▶ PROBLEM
Count every line in the entries that contains "above". Report that count alone.

▶ PROVIDED INFORMATION
+ + + + + + +

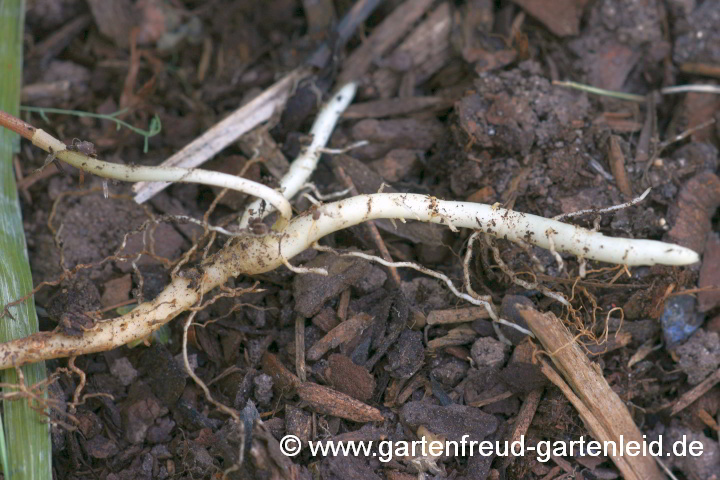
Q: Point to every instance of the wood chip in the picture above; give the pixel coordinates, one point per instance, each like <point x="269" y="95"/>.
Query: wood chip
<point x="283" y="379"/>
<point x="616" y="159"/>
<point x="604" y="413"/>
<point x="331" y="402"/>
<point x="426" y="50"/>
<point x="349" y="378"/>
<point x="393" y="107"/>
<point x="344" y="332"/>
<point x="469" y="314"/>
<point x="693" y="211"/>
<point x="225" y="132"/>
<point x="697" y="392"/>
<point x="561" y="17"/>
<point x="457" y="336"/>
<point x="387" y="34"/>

+ + + + + + +

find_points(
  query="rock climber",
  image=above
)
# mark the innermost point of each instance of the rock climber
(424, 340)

+ + + + + + +

▶ SOLUTION TO THIS PROBLEM
2